* Goal 1 *
In the home visiting statute, how many of the listed goals must a home visiting program meet?
* Goal 2 *
Carry on the home visiting statute from where it stops.

2016 New Mexico Statutes
Chapter 32A - Children's Code
Article 23B - Home Visiting Accountability
Section 32A-23B-3 - Home visiting programs; accountability; exclusions; contracting; reporting.

NM Stat § 32A-23B-3 (2016) What's This?

32A-23B-3. Home visiting programs; accountability; exclusions; contracting; reporting.

A. The department shall provide statewide home visiting services using a standards-based program. The department shall adopt and promulgate rules by which the standards-based home visiting program shall operate.

B. The department shall fund only standards-based home visiting programs that include periodic home visits to improve the health, well-being and self-sufficiency of eligible families.

C. A home visiting program shall provide culturally and linguistically appropriate, face-to-face visits by nurses, social workers and other early childhood and health professionals or by trained and supervised lay workers.

D. A home visiting program shall do two or more of the following:

(1) improve prenatal, maternal, infant or child health outcomes, including reducing preterm births;

(2) promote positive parenting practices;

(3) build healthy parent and child relationships;

(4) enhance children's social-emotional and language development;

(5) support children's cognitive and physical development;

(6) improve the health of eligible families;

(7) provide resources and supports that may help to reduce child maltreatment and injury;

(8) increase children's readiness to succeed in school; and

(9) improve coordination of referrals for, and the provision of, other community resources and supports for eligible families.

E. The department shall work with the early learning advisory council and develop internal processes that provide for a greater ability to collaborate with other state agencies, local governments and private entities and share relevant home visiting data and information. The processes may include a uniform format for the collection of data relevant to each home visiting program.

* Collected data *
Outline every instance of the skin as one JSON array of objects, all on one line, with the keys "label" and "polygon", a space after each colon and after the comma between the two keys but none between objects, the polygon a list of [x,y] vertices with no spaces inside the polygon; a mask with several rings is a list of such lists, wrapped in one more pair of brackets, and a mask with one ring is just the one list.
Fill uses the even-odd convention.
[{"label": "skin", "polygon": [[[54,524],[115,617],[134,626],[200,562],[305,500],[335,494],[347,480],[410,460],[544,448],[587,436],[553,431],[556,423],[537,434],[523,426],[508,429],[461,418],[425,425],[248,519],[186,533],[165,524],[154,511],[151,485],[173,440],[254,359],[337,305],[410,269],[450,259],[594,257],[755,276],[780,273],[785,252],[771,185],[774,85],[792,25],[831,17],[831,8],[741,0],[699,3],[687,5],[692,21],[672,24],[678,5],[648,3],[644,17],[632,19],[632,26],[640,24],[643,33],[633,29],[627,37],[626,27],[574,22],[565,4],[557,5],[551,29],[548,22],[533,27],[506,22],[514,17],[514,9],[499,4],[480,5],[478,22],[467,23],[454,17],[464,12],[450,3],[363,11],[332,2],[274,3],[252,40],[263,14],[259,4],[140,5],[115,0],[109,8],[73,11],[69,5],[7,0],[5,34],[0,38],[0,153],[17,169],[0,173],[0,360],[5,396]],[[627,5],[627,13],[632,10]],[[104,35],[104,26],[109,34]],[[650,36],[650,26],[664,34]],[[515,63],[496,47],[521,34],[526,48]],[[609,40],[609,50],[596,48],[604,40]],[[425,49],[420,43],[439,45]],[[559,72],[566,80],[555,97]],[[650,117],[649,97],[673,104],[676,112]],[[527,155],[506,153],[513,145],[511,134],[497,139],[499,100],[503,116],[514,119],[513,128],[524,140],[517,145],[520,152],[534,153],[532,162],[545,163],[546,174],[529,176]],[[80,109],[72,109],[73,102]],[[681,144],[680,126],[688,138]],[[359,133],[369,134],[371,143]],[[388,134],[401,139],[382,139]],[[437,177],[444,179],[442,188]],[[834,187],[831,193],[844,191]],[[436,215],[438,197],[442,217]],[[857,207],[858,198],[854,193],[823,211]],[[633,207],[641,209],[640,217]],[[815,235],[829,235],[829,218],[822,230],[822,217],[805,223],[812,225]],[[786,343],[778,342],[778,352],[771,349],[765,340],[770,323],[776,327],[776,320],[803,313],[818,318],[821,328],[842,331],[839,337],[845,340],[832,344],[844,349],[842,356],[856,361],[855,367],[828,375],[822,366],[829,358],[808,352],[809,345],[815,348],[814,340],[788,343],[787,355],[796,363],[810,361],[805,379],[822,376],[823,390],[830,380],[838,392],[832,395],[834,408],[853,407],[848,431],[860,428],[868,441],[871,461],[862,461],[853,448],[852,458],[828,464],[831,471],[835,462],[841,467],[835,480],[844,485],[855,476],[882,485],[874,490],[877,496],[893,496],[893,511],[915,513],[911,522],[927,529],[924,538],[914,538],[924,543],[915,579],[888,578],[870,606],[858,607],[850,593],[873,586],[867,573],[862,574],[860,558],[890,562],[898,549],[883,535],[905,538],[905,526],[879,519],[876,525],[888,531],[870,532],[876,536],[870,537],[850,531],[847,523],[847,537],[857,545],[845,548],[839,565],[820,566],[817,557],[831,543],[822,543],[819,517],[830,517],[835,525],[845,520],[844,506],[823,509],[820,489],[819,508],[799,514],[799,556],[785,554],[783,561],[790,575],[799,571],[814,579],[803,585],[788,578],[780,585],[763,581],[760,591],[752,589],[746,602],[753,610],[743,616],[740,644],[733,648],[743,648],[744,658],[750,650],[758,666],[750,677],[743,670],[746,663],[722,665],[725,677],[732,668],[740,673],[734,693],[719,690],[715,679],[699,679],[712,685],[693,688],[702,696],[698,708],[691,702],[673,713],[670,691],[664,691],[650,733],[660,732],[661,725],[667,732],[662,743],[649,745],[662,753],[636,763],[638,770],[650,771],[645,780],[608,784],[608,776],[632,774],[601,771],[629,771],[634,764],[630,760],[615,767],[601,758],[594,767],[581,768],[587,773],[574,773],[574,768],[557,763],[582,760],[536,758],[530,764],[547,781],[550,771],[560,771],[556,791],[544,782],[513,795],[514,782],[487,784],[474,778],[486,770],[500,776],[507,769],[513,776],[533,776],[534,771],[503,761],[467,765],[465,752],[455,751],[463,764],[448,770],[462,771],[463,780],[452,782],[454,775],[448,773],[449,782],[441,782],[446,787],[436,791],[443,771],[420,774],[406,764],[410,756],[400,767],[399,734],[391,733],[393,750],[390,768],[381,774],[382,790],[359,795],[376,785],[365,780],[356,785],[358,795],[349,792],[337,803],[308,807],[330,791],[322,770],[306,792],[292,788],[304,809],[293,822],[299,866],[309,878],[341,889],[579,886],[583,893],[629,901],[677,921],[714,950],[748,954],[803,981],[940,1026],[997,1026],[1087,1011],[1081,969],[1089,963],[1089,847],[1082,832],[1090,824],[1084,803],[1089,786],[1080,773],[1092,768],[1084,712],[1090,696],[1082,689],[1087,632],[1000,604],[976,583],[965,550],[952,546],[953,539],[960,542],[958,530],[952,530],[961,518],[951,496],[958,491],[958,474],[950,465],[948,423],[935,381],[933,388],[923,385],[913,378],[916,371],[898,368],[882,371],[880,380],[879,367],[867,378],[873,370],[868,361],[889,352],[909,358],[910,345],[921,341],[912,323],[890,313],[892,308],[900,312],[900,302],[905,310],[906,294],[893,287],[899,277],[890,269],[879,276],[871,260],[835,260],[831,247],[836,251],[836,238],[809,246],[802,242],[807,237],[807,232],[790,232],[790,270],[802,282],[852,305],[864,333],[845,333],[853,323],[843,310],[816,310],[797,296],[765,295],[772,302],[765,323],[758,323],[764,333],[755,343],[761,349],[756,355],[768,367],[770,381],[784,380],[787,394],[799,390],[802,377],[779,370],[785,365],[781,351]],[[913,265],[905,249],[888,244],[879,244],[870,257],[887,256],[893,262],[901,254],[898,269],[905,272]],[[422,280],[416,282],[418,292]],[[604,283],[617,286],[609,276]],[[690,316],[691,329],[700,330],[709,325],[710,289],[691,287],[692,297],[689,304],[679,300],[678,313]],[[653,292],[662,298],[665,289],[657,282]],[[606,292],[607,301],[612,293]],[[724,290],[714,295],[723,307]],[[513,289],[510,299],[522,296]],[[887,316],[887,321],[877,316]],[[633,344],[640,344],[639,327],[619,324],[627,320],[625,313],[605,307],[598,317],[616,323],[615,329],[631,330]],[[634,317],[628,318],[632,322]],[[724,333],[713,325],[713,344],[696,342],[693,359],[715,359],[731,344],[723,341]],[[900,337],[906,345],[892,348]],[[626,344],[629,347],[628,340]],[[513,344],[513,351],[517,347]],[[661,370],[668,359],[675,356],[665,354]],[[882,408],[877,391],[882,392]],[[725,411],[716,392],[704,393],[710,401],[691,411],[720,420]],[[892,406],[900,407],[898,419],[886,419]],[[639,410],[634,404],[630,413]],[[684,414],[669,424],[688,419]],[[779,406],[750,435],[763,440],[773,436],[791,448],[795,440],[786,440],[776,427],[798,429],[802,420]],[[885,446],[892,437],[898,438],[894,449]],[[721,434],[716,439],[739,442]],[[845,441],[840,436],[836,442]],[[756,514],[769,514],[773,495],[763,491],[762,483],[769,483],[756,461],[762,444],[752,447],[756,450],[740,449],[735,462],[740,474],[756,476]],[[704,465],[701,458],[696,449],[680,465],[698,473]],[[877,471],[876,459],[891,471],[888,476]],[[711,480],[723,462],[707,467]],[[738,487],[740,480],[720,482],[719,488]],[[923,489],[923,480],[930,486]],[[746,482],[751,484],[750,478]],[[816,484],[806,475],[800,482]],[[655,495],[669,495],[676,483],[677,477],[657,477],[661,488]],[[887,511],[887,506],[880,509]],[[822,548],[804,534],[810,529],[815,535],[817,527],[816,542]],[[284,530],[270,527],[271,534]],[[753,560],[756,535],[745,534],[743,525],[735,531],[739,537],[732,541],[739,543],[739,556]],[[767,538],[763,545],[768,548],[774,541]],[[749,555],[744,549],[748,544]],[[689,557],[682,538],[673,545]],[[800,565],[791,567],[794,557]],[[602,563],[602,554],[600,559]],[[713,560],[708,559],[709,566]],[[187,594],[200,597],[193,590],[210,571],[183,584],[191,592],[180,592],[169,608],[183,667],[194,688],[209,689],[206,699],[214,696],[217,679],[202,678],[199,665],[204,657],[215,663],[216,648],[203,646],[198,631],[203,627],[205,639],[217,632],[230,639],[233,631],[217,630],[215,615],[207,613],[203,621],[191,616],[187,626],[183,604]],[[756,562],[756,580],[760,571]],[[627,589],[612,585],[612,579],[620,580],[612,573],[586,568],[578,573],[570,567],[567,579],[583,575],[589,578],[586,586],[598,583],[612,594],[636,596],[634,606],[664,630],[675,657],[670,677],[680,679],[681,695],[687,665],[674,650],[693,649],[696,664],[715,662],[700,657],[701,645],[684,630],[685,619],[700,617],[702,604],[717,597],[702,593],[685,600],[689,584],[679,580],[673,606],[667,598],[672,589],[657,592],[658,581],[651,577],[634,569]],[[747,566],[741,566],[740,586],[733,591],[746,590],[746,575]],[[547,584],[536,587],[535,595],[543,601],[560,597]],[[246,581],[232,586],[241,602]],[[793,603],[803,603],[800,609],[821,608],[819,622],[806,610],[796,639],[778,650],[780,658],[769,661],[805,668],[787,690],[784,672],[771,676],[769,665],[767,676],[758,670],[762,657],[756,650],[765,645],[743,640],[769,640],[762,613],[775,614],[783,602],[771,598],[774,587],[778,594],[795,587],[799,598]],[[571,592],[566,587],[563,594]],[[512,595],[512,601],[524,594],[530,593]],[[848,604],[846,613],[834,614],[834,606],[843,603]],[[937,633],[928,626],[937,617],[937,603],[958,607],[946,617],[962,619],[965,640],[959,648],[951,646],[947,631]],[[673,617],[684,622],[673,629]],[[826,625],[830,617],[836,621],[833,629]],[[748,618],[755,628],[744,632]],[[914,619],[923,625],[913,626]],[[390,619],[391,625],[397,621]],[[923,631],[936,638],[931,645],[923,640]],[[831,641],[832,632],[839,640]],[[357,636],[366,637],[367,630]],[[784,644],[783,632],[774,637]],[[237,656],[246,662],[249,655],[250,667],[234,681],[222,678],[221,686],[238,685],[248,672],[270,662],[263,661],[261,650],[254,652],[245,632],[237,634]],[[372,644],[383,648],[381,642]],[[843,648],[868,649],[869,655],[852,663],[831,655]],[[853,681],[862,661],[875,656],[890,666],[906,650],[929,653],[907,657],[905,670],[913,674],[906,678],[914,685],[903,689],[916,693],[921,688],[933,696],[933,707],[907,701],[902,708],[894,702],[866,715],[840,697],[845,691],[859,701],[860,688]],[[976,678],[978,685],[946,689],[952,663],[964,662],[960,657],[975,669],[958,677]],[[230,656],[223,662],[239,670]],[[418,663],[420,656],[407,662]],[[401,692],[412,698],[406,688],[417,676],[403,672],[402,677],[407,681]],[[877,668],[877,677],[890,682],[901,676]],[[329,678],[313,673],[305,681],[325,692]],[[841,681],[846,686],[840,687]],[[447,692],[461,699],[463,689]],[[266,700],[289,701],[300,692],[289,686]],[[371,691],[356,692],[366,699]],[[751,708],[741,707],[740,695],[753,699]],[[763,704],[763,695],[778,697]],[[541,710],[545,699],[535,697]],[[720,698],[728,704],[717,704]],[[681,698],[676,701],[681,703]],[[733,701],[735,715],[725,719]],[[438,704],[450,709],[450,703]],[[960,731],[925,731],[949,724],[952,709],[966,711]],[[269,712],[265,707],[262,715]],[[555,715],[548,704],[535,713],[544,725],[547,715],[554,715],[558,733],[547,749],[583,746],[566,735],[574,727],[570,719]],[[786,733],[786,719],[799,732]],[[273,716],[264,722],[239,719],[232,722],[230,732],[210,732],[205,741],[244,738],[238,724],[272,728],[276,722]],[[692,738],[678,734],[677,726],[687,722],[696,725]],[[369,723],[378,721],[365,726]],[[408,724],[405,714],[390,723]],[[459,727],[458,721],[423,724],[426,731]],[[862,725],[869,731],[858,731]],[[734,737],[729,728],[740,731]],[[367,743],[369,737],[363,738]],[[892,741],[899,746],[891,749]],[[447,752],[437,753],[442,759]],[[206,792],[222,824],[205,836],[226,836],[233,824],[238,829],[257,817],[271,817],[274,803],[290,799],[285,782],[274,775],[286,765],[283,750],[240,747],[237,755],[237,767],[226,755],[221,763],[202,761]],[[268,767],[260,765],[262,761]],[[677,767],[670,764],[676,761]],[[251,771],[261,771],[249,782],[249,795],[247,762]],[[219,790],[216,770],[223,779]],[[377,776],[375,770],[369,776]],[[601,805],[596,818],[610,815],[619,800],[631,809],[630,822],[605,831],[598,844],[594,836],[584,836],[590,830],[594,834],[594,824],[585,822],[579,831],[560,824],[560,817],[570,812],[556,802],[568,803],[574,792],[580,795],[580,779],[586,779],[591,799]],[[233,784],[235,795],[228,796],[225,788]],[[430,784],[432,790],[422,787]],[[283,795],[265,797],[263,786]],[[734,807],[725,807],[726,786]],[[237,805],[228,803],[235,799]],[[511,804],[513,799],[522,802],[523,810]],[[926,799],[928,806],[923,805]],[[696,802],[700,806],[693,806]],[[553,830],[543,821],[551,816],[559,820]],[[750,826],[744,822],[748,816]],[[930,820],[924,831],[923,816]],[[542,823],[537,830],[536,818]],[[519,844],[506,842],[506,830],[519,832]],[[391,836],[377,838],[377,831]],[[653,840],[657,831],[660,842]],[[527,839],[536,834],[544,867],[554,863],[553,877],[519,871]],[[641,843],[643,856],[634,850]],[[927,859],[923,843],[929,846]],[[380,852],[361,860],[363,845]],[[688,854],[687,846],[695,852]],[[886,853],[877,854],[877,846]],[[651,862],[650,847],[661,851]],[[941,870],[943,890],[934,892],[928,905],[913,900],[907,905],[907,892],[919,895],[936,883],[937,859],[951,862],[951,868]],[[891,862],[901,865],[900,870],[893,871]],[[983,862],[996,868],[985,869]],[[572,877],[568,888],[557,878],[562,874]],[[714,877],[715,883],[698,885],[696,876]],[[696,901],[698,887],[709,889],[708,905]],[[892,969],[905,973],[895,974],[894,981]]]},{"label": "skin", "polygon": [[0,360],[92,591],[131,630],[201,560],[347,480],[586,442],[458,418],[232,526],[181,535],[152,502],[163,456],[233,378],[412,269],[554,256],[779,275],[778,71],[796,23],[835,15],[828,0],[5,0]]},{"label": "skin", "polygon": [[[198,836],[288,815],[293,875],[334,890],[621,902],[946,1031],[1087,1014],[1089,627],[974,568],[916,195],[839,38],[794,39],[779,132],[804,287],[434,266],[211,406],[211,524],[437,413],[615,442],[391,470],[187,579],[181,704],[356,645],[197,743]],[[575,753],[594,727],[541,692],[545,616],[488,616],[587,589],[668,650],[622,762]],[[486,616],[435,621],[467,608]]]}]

* Expected output 1 *
Two or more.

* Expected output 2 *
F. When the department authorizes funds through payments, contracts or grants that are used for home visiting programs, it shall include language regarding home visiting in its funding agreement contract or grant that is consistent with the provisions of the Home Visiting Accountability Act.

G. The department and the providers of home visiting services, in consultation with one or more experts in home visiting program evaluation, shall:

(1) jointly develop an outcomes measurement plan to monitor outcomes for children and families receiving services through home visiting programs;

(2) develop indicators that measure each objective established pursuant to Subsection D of this section; and

(3) complete and submit the outcomes measurement plan by November 1, 2013 to the legislature, the governor and the early learning advisory council.

H. Beginning January 1, 2014 and annually thereafter, the department shall produce an annual outcomes report to the governor, the legislature and the early learning advisory council.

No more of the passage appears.